» **Instructions to follow**: Search the listing for the string "below". Copy every line that has it.

» **Data excerpts**:
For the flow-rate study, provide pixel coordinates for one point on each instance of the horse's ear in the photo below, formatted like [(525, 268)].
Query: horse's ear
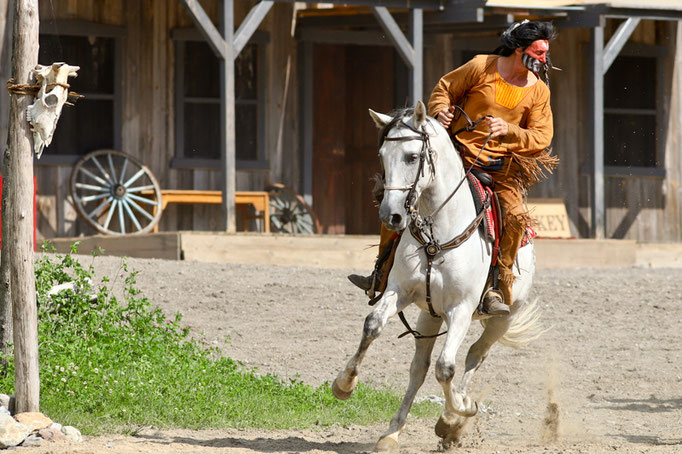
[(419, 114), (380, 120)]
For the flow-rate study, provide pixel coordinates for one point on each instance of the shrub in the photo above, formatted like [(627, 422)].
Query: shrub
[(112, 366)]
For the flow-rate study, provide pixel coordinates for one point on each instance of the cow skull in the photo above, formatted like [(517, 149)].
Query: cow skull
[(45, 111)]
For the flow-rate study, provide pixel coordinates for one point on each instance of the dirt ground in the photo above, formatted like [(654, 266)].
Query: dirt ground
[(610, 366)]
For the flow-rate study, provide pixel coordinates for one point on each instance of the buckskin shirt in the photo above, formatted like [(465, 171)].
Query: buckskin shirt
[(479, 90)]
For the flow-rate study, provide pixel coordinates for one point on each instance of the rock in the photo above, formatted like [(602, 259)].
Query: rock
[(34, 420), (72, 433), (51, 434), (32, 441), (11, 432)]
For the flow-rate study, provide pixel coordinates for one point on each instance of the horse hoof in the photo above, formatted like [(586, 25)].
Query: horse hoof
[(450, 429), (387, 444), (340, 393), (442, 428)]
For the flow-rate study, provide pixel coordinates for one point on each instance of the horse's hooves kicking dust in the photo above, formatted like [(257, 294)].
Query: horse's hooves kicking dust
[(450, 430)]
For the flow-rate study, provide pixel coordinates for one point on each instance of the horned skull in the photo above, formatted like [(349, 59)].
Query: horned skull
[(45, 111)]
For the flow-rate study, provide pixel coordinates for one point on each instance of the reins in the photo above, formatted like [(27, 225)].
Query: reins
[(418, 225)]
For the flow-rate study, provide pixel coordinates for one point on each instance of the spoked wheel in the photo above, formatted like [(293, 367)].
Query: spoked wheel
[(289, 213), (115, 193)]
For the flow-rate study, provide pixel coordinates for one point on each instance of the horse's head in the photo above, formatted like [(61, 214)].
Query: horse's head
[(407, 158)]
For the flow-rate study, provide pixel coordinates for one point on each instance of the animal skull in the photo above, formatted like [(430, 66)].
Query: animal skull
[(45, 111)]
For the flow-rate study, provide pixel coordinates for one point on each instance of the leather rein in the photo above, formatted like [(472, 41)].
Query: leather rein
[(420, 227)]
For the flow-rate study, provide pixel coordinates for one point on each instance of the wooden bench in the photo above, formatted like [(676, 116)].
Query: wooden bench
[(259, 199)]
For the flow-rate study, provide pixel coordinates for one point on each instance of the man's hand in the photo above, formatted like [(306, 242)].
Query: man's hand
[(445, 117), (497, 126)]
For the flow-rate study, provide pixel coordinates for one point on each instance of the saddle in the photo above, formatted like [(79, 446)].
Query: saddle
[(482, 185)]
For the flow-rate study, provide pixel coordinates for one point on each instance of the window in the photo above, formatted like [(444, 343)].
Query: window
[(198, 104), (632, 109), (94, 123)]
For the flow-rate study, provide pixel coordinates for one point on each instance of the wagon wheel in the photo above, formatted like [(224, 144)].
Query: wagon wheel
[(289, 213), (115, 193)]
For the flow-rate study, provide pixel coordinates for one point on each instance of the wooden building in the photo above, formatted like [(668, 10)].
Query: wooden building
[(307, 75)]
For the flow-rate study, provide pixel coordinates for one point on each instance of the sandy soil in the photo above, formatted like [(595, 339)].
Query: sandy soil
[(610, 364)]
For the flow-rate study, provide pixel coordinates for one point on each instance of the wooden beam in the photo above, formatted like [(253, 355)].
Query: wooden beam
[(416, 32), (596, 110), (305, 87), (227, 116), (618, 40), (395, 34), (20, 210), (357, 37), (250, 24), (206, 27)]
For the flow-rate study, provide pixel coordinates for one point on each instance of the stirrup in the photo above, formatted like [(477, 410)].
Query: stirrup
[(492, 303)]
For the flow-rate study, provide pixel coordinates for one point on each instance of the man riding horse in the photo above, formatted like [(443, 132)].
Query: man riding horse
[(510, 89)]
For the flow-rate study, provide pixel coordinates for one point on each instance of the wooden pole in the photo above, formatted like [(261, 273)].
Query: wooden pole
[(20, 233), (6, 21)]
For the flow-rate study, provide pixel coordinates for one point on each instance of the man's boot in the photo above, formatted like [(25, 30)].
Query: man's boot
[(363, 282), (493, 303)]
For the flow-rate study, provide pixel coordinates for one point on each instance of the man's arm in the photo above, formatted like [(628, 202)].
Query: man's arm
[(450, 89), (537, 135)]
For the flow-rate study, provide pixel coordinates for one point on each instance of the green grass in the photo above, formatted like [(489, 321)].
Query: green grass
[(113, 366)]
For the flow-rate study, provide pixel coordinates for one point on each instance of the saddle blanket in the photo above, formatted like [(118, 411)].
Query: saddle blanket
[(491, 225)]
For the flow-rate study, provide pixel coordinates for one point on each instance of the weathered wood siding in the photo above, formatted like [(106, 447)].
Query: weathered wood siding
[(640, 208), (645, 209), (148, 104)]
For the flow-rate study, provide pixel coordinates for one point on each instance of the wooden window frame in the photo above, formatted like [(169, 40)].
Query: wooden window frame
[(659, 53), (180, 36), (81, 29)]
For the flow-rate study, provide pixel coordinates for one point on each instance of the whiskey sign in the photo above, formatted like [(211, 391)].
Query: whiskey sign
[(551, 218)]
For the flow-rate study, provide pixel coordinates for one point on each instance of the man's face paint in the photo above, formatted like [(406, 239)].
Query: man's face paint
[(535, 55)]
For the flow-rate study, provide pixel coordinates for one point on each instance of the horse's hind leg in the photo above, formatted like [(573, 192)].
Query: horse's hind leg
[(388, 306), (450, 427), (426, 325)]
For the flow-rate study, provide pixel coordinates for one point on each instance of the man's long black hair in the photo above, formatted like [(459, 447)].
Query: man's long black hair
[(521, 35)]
==
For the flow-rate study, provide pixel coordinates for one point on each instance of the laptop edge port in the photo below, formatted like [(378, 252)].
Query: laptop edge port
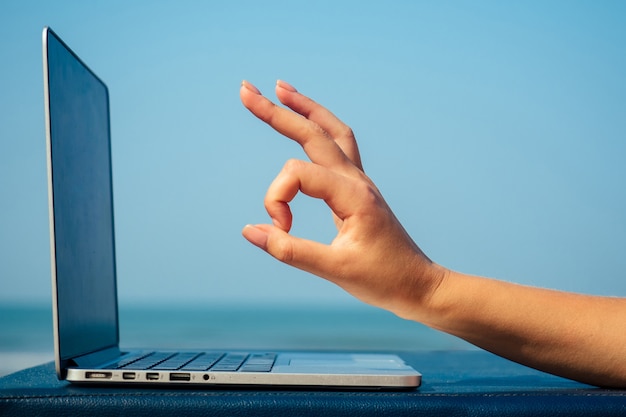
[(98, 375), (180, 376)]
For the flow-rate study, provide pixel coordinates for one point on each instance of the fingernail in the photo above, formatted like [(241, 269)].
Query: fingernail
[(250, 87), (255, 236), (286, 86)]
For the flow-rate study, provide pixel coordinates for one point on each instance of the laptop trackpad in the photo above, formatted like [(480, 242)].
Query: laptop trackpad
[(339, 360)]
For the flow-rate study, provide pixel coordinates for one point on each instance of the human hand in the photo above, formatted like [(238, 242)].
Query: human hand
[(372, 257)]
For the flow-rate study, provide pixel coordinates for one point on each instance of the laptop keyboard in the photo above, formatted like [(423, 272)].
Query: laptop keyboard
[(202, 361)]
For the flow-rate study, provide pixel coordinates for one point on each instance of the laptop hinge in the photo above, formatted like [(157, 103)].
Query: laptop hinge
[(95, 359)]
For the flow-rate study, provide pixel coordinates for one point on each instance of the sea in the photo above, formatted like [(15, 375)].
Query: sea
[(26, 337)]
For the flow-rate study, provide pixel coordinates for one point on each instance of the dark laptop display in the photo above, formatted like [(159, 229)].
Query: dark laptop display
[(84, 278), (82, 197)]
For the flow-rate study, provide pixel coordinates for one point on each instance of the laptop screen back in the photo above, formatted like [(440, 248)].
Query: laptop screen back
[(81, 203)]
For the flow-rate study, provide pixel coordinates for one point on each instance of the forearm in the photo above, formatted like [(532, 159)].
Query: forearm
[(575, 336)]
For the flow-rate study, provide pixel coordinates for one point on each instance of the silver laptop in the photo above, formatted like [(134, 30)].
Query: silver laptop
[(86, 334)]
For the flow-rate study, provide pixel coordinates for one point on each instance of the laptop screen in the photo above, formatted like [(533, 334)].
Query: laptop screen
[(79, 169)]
...
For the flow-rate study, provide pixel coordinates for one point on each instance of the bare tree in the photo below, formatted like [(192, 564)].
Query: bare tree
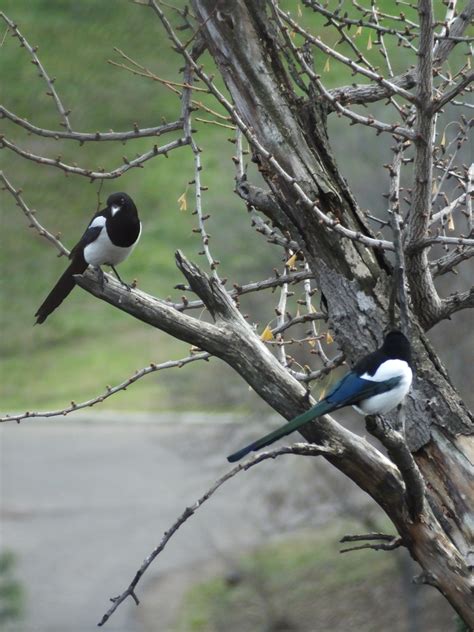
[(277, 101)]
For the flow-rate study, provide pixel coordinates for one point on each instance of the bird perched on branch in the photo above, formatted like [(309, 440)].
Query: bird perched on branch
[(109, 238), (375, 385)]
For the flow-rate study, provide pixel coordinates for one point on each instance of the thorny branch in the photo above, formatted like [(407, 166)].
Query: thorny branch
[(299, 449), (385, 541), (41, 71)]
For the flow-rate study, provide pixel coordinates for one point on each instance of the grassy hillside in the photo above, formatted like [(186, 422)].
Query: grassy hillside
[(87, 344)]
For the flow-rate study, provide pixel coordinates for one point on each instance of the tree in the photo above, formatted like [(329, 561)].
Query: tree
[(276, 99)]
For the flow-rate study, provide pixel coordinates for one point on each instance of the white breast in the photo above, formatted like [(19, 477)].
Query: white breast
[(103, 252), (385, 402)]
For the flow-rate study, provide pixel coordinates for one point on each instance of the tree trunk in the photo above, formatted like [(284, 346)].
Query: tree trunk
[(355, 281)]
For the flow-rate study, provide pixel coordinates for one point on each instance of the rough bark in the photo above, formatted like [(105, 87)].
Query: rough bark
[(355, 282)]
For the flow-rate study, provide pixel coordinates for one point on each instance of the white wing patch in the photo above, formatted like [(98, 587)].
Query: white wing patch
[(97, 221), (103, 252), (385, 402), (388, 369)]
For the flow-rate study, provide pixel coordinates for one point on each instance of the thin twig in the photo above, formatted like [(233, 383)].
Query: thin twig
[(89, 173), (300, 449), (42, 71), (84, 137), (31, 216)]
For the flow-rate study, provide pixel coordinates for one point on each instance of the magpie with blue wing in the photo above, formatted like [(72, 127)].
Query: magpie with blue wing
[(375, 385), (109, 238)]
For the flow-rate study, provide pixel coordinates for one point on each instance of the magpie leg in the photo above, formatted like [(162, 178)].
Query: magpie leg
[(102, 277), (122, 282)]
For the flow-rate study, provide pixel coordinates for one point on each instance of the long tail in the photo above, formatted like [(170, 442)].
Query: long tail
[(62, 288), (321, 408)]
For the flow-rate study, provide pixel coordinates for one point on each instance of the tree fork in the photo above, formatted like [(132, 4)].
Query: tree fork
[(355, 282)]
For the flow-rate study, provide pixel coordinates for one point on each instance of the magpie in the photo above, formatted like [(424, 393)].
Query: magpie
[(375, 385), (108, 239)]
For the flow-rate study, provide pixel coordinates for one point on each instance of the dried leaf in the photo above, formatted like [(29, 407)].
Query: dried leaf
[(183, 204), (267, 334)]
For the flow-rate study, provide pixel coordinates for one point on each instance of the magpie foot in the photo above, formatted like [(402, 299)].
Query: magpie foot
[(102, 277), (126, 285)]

» **Your response**:
For the flow-rate study, provide pixel coordinates for one point on each instance of the horse's ear in the photo below, formatted like [(525, 268)].
For the flow-rate study, provide pixel coordinates for one point on each instance of the laptop edge port in the photo below, formatted like [(378, 252)].
For the flow-rate study, provide pixel coordinates for one point on each instance of the bare tree in the photo below, formatted like [(192, 564)].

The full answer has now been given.